::: TEXTO DE REFERENCIA :::
Una muerte anunciada...
06 de octubre 2016 -
"El asesinato (¿?) de Juan Viroche, sacerdote de la iglesia Nuestra Señora del Valle del ingenio La Florida de Tucumán,
desnuda la impunidad con la que se mueve en el país el crimen
organizado". El domingo 17 de julio pasado regresé al pueblo que me vio
nacer hace 56 años, Delfín Gallo, ex ingenio Esperanza -como lo llaman
los nostálgicos-, en Tucumán. Hacía la primera comunión mi sobrina
nieta, y era causa de celebración familiar. Allí conocí al padre Juan,
del cual ya había oído hablar y sobre todo a los más jóvenes de la
familia que no ocultaban su admiración por el sacerdote.
Hablaban
de su compromiso social con los pobres y los jóvenes y de su valentía
para enfrentar las dificultades. En una gran mesa salió el tema de su
lucha contra los vendedores de droga y la urgencia de rescatar a los
niños y jóvenes de las adicciones. En noviembre 2015 celebró una misa en
plena calle frente a la escuela Wenceslao Posse y de la capilla Nuestra
Señora del Carmen, que había sido saqueada dos veces. La protesta no
era un piquete, era una misa, quería llamar la atención, decía el padre
Juan, para que las autoridades pusieran sus manos en el asunto. En la
mesa citada había quienes lo criticaban como un cura revolucionario que
dejaba mal parado al pueblo de Delfín Gallo, ese pueblo donde hice mi
escuela primaria, donde estudiábamos hijos de obreros y también del
gerente. Aquello parecía el paraíso, no había divisiones ni
enfrentamientos.
Es el mismo pueblo de cuya comisaría, en un golpe comando,
escapó uno de los narcos mas buscados en la provincia hace menos de un
mes, sin poder explicar qué hacía en ese lugar de detención con escasa
seguridad.
::: MATERIAL PROPORCIONADO :::
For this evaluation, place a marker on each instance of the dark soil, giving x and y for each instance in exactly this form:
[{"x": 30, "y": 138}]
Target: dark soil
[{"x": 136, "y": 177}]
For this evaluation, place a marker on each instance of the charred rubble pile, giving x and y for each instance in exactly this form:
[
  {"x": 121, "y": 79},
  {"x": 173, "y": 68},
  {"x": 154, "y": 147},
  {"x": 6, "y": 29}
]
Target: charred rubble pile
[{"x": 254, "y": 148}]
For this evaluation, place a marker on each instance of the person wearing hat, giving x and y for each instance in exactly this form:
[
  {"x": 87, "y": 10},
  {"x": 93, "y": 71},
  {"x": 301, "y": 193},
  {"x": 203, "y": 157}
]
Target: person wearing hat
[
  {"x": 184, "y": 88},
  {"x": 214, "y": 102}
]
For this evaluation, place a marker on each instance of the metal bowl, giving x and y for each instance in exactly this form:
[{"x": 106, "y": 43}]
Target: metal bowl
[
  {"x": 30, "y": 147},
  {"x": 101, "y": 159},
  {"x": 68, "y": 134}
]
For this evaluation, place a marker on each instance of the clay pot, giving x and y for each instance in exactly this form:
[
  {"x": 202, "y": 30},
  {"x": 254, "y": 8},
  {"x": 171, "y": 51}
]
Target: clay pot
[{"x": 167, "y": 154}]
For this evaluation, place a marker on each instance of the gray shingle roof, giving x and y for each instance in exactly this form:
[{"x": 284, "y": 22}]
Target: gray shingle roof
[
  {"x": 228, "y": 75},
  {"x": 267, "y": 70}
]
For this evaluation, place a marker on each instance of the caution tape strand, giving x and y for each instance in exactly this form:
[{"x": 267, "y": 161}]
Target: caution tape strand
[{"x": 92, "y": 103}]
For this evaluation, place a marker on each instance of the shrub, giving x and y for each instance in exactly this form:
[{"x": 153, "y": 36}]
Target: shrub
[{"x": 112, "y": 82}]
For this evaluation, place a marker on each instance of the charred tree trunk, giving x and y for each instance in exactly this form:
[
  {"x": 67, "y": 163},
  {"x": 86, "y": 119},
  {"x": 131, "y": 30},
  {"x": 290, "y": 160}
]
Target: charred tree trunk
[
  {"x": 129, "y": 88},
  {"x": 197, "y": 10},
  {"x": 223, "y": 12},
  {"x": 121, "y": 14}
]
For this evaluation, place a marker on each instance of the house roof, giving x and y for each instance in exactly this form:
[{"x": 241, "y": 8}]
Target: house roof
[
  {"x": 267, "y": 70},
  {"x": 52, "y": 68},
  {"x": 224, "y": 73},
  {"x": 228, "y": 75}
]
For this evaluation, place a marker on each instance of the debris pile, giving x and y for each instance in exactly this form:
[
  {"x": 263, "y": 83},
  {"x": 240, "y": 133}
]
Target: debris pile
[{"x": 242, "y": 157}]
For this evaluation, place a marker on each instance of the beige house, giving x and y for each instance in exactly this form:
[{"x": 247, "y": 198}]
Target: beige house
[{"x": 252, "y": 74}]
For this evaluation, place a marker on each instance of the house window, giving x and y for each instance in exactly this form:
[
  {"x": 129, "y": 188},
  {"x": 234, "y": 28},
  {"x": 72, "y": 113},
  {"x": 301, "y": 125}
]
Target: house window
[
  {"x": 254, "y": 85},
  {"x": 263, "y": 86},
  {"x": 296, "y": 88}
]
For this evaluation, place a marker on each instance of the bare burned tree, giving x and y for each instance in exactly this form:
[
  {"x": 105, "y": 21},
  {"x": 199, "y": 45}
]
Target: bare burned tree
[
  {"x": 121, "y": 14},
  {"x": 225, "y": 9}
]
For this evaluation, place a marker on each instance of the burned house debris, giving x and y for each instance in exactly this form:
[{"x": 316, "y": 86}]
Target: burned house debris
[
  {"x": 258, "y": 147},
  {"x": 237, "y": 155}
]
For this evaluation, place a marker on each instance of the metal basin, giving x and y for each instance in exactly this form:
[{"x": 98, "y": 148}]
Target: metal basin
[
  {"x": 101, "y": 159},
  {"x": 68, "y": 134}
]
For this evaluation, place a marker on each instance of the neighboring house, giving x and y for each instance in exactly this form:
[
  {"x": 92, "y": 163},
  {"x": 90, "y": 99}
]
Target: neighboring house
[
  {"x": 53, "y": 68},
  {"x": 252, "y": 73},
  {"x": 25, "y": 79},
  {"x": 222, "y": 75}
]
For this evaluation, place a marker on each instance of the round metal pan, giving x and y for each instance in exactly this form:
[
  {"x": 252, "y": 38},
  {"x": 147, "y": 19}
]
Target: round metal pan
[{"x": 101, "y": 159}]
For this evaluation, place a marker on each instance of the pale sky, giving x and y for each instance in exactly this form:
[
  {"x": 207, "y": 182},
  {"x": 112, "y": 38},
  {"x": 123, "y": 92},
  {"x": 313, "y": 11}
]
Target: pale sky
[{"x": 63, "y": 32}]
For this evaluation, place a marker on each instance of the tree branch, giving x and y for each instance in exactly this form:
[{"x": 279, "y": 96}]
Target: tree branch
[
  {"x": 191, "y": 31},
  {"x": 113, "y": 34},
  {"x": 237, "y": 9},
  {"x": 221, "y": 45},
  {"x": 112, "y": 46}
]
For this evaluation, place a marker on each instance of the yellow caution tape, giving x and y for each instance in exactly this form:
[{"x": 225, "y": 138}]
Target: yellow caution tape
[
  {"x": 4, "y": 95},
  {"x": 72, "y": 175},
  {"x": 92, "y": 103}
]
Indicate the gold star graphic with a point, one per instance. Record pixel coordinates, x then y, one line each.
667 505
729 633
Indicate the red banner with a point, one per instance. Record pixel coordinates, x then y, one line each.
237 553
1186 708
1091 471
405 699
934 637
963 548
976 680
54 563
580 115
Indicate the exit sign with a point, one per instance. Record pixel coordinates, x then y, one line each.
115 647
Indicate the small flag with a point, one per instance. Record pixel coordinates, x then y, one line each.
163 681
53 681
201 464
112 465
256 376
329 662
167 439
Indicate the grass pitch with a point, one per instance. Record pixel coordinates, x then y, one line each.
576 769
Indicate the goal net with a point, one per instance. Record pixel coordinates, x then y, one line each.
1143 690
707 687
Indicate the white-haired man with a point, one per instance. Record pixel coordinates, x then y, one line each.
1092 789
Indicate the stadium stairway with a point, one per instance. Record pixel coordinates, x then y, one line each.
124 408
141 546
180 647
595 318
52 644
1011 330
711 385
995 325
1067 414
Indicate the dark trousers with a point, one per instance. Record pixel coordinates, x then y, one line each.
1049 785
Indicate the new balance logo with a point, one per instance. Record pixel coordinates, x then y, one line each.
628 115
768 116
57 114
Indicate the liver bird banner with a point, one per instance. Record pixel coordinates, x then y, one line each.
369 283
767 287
:::
● **TAREA ASIGNADA**
Según el texto de referencia, ¿dónde celebró el padre Juan una misa en noviembre de 2015? No es necesario consultar los ítems.

● **RESOLUCIÓN PROPUESTA**
En plena calle, frente a la escuela Wenceslao Posse y la capilla Nuestra Señora del Carmen.